### [FRAGMENTO DE ORIGEN]

En la saga de Fast and Furious, al igual que ocurre en la mayoría de películas Marvel, impera un estilo tanto visual como narrativo que se impone sobre el del propio realizador. Cuesta diferenciar quién dirige cada película y atisbar algún signo de personalidad. En esta octava aventura volvemos a encontrar un montaje rápido y videoclipero, planos de escasa duración y abiertos para poder lucir el diseño de producción y el director F. Gary Gray recicla algunas ideas visuales de James Wan en la realización de las peleas, como el seguimiento de la cámara en la caída de los cuerpos. La película se construye en torno a tres grandes secuencias de acción: la vuelta a los orígenes con las carreras callejeras en Cuba, los coches zombi que convierten Nueva York en un escenario apocalíptico y la explosiva combinación de hielo, fuego y un submarino en el Ártico. Todas ellas espectaculares, adrenalínicas y dignas de formar parte de los highlights absolutos de la saga; pero se echa en falta la sensación de unidad que desprendía el grupo en las secuencias de acción de anteriores entregas, quizás por la ausencia del pegamento que unía a todos ellos.

### [MATERIAL DE ORIGEN]
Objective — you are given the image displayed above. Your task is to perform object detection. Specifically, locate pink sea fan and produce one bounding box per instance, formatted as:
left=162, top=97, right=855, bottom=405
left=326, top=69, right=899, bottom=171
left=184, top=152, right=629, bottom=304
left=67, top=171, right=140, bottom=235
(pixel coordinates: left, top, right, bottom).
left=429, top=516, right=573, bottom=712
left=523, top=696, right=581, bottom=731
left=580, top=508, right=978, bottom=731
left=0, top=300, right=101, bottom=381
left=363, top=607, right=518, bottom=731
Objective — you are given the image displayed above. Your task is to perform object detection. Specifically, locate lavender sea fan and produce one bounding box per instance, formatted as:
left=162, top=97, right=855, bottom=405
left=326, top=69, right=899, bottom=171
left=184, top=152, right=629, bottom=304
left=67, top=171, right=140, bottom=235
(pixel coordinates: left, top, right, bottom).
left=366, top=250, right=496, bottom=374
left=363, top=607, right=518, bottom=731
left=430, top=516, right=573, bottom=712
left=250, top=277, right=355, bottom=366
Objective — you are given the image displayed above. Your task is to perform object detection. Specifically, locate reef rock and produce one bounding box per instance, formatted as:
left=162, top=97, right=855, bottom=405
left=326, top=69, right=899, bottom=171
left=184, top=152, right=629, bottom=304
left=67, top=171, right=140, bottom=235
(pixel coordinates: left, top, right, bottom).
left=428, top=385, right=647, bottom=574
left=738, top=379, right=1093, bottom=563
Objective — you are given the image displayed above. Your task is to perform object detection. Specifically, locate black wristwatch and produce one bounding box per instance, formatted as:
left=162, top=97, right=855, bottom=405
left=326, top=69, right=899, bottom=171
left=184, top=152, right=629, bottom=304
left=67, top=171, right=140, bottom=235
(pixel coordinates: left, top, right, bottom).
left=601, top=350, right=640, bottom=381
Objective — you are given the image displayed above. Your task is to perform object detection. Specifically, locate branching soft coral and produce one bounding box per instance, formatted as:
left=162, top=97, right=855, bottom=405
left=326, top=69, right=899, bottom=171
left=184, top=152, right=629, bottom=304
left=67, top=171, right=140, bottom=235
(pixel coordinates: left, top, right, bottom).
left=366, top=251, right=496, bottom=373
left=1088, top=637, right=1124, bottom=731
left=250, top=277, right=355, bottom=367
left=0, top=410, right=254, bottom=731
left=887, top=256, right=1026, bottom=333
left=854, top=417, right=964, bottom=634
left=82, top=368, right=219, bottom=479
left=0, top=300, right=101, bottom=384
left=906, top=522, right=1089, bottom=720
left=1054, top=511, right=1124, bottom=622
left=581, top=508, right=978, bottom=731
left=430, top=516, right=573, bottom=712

### [ACTIVIDADES]
1) ¿Cómo resumirías la reseña sobre Fast and Furious en dos oraciones?
2) ¿Qué vendría después de la última oración de la reseña sobre Fast and Furious? Escribe esa continuación.
Los ítems proceden de una fuente distinta.

### [RESPUESTAS ESCRITAS]
1) En la saga de Fast and Furious, como en la mayoría de películas Marvel, un estilo visual y narrativo se impone sobre el del realizador, y en esta octava entrega F. Gary Gray mantiene un montaje rápido y recicla ideas visuales de James Wan en las peleas. La película gira en torno a tres grandes secuencias de acción, ambientadas en Cuba, Nueva York y el Ártico, todas espectaculares, aunque se echa en falta la sensación de unidad que el grupo transmitía en entregas anteriores.

2)
No intenten buscar guión, ningún atisbo de lógica o sentido ni grandes interpretaciones. Los haters de la saga disfrutaran desmenuzando un libreto repleto de excesos, incoherencias, diálogos y situaciones más propias del cine de mazmorra y desafíos a las leyes de la física que harían a Newton llevarse las manos a la cabeza y reformular sus teorías. No merece la pena poner en tela de juicio su calidad o credibilidad, esto es Fast and Furious y forma parte de su encanto. Así que no se engañen, van a ver lo que van a ver, y si lo saben y les gusta, fliparán. Por el momento lleva recaudados más de mil millones en taquilla, cifra nada desdeñable para una saga que comenzó viviendo de medio kilómetro en medio kilómetro.